***** MATERIAL PROVIDED *****

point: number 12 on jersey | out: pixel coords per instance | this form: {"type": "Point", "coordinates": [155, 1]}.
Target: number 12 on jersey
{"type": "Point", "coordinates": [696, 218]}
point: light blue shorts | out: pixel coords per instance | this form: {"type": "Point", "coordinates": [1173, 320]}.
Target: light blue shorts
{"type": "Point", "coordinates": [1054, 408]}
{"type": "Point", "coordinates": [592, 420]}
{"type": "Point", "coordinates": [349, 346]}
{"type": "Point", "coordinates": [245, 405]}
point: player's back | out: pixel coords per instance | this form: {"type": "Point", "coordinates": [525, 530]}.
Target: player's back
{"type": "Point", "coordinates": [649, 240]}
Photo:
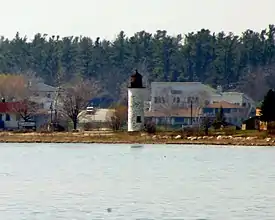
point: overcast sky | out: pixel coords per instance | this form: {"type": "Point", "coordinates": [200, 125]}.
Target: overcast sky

*****

**PROBLEM**
Each record above is to be restated exactly, with its pictures removed from the copy.

**EXERCISE OUTPUT**
point: number 12 on jersey | out: pixel coords per instance | this form: {"type": "Point", "coordinates": [155, 1]}.
Target: number 12 on jersey
{"type": "Point", "coordinates": [696, 218]}
point: light blue shorts | out: pixel coords per instance | this form: {"type": "Point", "coordinates": [1173, 320]}.
Target: light blue shorts
{"type": "Point", "coordinates": [1054, 408]}
{"type": "Point", "coordinates": [592, 420]}
{"type": "Point", "coordinates": [349, 346]}
{"type": "Point", "coordinates": [245, 405]}
point: player's back | out: pixel coords per instance | this form: {"type": "Point", "coordinates": [525, 530]}.
Target: player's back
{"type": "Point", "coordinates": [649, 240]}
Photo:
point: overcast sky | out: pixel coords per instance | this form: {"type": "Point", "coordinates": [200, 125]}.
Target: overcast sky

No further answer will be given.